(DESCRIPTION OF THE TASK): Write out every one of the records below word for word, with no changes.

[Annotation data for object locations]
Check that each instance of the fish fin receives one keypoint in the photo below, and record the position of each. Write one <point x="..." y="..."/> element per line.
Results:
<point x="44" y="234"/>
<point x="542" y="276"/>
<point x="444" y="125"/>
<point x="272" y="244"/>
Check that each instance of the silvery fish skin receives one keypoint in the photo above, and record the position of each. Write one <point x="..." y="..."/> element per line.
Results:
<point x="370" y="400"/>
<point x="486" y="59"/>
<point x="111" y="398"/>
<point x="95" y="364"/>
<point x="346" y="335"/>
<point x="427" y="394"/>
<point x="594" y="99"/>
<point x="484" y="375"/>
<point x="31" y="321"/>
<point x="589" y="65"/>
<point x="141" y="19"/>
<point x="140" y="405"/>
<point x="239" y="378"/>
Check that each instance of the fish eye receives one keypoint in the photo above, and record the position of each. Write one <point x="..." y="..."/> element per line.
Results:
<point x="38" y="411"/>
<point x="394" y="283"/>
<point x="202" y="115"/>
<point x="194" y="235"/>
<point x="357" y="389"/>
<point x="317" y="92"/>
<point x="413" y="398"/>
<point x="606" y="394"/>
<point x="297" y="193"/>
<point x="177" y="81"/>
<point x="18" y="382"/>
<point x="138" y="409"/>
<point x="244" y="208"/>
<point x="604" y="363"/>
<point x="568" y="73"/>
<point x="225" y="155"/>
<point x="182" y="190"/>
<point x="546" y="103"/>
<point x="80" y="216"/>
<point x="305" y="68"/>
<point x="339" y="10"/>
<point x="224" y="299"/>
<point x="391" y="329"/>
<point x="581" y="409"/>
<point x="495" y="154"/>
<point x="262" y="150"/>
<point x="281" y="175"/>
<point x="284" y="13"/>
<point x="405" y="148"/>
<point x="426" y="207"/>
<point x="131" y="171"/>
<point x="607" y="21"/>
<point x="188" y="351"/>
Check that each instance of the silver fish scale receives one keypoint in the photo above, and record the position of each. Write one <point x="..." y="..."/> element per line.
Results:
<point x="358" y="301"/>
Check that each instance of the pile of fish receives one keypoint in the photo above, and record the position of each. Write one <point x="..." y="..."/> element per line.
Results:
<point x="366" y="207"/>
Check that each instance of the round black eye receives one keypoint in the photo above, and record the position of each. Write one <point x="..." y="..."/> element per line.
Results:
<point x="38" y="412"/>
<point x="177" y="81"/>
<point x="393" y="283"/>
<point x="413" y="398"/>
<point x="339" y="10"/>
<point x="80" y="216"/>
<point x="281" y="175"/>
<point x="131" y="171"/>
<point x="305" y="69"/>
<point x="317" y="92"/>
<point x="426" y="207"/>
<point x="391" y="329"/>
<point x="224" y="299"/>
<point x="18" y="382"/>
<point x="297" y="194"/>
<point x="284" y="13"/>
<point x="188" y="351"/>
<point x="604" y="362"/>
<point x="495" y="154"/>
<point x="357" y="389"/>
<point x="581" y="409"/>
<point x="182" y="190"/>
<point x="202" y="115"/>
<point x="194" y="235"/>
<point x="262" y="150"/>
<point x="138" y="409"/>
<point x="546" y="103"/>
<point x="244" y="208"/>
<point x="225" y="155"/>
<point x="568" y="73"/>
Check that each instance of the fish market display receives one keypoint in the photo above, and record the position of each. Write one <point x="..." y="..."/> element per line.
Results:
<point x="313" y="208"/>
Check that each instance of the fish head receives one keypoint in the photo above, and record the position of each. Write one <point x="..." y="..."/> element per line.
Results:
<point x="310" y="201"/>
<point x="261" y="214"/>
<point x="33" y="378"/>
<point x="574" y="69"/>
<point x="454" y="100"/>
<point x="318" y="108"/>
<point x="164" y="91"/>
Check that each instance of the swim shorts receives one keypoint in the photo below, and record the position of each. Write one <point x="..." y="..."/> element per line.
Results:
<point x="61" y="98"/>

(EXPECTED ANSWER):
Check that each instance of the fish fin receives one keypoint in the photo below, and record the position of each. Write one <point x="..." y="..."/> element per line.
Results:
<point x="44" y="234"/>
<point x="542" y="276"/>
<point x="444" y="125"/>
<point x="272" y="244"/>
Check that each instance of the silvery fish skin receives one keypoint in the photo above, and record the position of each. Write one <point x="..." y="..."/> element per line.
Results:
<point x="370" y="400"/>
<point x="486" y="59"/>
<point x="111" y="398"/>
<point x="95" y="364"/>
<point x="346" y="335"/>
<point x="427" y="394"/>
<point x="594" y="99"/>
<point x="484" y="375"/>
<point x="31" y="321"/>
<point x="589" y="65"/>
<point x="141" y="19"/>
<point x="140" y="405"/>
<point x="239" y="378"/>
Check that each instance of the fish eye receives one keypoint in the photo above, and record the position of each. Write one <point x="..." y="..."/> element per line.
Results:
<point x="38" y="411"/>
<point x="394" y="283"/>
<point x="202" y="115"/>
<point x="194" y="235"/>
<point x="357" y="389"/>
<point x="317" y="92"/>
<point x="413" y="398"/>
<point x="606" y="394"/>
<point x="297" y="193"/>
<point x="177" y="81"/>
<point x="18" y="382"/>
<point x="138" y="409"/>
<point x="244" y="208"/>
<point x="604" y="363"/>
<point x="568" y="73"/>
<point x="225" y="155"/>
<point x="182" y="190"/>
<point x="546" y="103"/>
<point x="80" y="216"/>
<point x="305" y="68"/>
<point x="339" y="10"/>
<point x="224" y="299"/>
<point x="391" y="329"/>
<point x="581" y="409"/>
<point x="495" y="154"/>
<point x="262" y="150"/>
<point x="281" y="175"/>
<point x="284" y="13"/>
<point x="405" y="148"/>
<point x="426" y="207"/>
<point x="131" y="171"/>
<point x="607" y="21"/>
<point x="188" y="351"/>
Check that each instance of the silver fish scale receives one keypoint in the photo above, and record the position of each. Write one <point x="..." y="..."/> element per line.
Results:
<point x="358" y="301"/>
Check that each instance of the pile of fish receives one keypoint in the photo above, and record the position of each. Write one <point x="..." y="..."/> element per line.
Results:
<point x="366" y="207"/>
Check that each instance of the round black eye receives one keypoint in the photo above, and record the position of each. Write one <point x="..." y="..."/> element per line.
Results:
<point x="38" y="412"/>
<point x="177" y="81"/>
<point x="393" y="283"/>
<point x="413" y="398"/>
<point x="339" y="10"/>
<point x="80" y="216"/>
<point x="281" y="175"/>
<point x="131" y="171"/>
<point x="305" y="69"/>
<point x="317" y="92"/>
<point x="426" y="207"/>
<point x="391" y="329"/>
<point x="224" y="299"/>
<point x="18" y="382"/>
<point x="297" y="194"/>
<point x="284" y="13"/>
<point x="188" y="351"/>
<point x="604" y="362"/>
<point x="495" y="154"/>
<point x="357" y="389"/>
<point x="581" y="409"/>
<point x="182" y="190"/>
<point x="202" y="115"/>
<point x="194" y="235"/>
<point x="262" y="150"/>
<point x="138" y="409"/>
<point x="546" y="103"/>
<point x="244" y="208"/>
<point x="225" y="155"/>
<point x="568" y="73"/>
Check that each instance of the fish market display receives one keypoint in the photo above, and record the position of each. Write one <point x="..." y="..."/> element per line.
Results:
<point x="313" y="208"/>
Check that each instance of the fish head receives one keypoint in the photo above, and record the position of each. Write one <point x="..." y="..."/> element per line.
Results:
<point x="310" y="201"/>
<point x="261" y="214"/>
<point x="33" y="378"/>
<point x="574" y="69"/>
<point x="454" y="100"/>
<point x="318" y="108"/>
<point x="164" y="91"/>
Check that each instance of the swim shorts receives one keypoint in the photo below, and record the position of each. Write one <point x="..." y="..."/> element per line.
Results:
<point x="61" y="98"/>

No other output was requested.